### PAGE EXTRACT
Dotter of Her Father’s Eyes by Mary M. Talbot & Bryan Talbot

Dotter of Her Father’s Eyes
by Mary M. Talbot & Bryan Talbot
Dark Horse, 2012

A thoughtful biography/autobiography by writer Mary M. Talbot and illustrated by her husband Bryan (Alice in Sunderland, Grandville). Talbot distaff contrasts her often unhappy childhood (as the daughter of noted Joycean scholar James S. Atherton) with the life of James Joyce’s daughter Lucia, a talented ballet dancer who dated Samuel Beckett (!) and was institutionalized for schizophrenia in Paris, 1935. Amazingly, she survived the Occupation, although she spent the rest of her life in an English psychiatric hospital, dying in 1982 at the age of 75.

Talbot comes out of it rather better than Lucia, despite the frequent nastiness and violent outbursts of her intense scholar father, who cared only for the language of Joyce. Joyce doesn’t come over as particularly nice either, as he blithely dismisses Lucia’s need for artistic expression because “[i]t’s enough if a woman can write a letter and carry an umbrella gracefully”. Talbot has to put up with the sexist recent-past of Britain the 1970s – luckily she escapes with the adorably dorky young Bryan and things end happily ever after.

(Saved entries)
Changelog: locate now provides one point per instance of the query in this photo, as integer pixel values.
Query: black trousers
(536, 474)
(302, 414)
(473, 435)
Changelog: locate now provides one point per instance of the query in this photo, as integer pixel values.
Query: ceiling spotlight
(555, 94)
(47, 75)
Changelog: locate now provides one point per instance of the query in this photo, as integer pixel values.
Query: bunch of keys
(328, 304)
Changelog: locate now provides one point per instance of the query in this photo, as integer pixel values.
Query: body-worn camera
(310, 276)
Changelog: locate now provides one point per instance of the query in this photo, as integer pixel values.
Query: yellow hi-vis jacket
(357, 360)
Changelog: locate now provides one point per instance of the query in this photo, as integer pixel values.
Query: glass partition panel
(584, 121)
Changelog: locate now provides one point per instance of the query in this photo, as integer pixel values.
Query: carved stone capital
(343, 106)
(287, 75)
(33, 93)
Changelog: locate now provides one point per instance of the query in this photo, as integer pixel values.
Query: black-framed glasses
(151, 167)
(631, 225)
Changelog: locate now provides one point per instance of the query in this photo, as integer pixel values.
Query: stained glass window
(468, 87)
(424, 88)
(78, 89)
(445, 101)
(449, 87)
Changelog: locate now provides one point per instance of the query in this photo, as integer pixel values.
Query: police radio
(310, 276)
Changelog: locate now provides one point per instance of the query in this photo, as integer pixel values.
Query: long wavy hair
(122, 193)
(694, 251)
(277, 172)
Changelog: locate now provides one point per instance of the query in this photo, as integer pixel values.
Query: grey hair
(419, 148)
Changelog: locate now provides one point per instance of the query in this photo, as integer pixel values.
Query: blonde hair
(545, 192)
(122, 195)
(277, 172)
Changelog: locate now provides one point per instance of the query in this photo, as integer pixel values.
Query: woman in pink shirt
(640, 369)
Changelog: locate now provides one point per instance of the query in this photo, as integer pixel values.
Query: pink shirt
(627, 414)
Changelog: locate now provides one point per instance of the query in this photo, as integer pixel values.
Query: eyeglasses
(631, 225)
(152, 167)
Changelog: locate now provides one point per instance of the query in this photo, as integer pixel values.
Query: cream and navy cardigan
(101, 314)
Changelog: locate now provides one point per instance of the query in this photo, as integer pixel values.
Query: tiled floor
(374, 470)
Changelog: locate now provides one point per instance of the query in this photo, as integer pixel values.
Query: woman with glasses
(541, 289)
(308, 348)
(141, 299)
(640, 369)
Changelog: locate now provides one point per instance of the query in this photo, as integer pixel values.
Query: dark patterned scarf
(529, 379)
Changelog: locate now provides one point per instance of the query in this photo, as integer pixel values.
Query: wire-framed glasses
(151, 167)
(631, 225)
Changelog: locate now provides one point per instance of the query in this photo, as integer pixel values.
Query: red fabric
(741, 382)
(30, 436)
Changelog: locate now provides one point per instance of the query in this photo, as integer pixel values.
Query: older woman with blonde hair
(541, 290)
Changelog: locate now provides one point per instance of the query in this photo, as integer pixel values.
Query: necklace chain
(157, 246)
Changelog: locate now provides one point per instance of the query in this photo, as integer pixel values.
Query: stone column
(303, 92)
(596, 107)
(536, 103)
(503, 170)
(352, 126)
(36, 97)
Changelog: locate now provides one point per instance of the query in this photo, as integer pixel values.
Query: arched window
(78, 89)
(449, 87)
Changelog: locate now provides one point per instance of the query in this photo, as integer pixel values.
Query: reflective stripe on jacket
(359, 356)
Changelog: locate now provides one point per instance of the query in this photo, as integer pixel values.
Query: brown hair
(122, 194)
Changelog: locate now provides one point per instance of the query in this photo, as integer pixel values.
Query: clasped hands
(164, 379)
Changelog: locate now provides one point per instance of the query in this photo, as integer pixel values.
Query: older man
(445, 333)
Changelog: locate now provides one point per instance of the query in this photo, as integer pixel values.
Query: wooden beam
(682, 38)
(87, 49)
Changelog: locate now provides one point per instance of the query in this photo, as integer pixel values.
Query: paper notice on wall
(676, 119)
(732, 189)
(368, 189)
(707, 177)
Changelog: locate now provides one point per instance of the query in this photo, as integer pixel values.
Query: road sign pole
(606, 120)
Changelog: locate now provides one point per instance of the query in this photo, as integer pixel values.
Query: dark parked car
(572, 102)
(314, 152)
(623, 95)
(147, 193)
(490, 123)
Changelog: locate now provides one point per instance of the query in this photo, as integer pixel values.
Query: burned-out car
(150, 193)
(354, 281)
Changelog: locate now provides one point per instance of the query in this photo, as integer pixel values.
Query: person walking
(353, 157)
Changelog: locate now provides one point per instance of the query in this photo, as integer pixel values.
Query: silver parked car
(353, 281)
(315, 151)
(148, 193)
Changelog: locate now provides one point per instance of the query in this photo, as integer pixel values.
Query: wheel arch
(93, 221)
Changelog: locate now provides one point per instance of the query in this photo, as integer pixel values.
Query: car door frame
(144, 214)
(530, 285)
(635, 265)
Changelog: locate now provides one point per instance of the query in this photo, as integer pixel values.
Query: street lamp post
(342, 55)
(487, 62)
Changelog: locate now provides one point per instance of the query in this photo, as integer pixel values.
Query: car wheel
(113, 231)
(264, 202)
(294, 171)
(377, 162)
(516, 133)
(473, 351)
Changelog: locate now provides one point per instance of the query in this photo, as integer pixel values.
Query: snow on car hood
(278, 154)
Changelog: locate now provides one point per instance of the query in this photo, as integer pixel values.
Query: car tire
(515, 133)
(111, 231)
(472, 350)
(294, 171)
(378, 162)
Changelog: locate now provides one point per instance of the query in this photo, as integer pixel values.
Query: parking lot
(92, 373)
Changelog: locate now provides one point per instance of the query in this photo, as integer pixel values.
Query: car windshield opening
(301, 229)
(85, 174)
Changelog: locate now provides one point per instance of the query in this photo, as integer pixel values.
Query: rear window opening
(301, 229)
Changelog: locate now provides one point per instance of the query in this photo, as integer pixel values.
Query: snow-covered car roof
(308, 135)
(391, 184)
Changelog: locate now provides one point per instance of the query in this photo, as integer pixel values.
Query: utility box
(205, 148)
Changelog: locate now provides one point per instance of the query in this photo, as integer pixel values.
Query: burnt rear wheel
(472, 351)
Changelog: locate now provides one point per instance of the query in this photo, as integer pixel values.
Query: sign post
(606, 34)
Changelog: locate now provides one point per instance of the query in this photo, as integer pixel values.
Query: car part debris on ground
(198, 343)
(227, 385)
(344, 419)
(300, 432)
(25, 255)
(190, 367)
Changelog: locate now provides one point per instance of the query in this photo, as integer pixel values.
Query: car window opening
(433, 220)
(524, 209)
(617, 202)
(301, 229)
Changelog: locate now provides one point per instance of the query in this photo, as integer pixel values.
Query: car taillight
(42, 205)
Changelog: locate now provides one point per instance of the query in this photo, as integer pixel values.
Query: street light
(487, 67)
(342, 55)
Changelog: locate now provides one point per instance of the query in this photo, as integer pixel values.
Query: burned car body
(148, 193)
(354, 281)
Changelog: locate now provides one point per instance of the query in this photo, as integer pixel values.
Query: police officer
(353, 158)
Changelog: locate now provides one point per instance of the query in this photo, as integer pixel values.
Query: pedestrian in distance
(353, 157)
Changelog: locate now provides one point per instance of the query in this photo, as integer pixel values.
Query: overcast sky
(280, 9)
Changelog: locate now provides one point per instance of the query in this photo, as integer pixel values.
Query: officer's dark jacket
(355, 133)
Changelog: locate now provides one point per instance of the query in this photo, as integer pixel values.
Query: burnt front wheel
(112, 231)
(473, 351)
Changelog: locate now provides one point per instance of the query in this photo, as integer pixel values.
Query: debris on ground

### QUESTIONS
(a) According to the review, who was Mary M. Talbot's father?
(b) Rewrite the stretch of the review from "Dotter of Her Father’s Eyes by" through "the age of 75.", putting "mental hospital" in place of "psychiatric hospital".

### ANSWERS BY TASK
(a) Her father was the noted Joycean scholar James S. Atherton.

(b)
Dotter of Her Father’s Eyes by Mary M. Talbot & Bryan Talbot

Dotter of Her Father’s Eyes
by Mary M. Talbot & Bryan Talbot
Dark Horse, 2012

A thoughtful biography/autobiography by writer Mary M. Talbot and illustrated by her husband Bryan (Alice in Sunderland, Grandville). Talbot distaff contrasts her often unhappy childhood (as the daughter of noted Joycean scholar James S. Atherton) with the life of James Joyce’s daughter Lucia, a talented ballet dancer who dated Samuel Beckett (!) and was institutionalized for schizophrenia in Paris, 1935. Amazingly, she survived the Occupation, although she spent the rest of her life in an English mental hospital, dying in 1982 at the age of 75.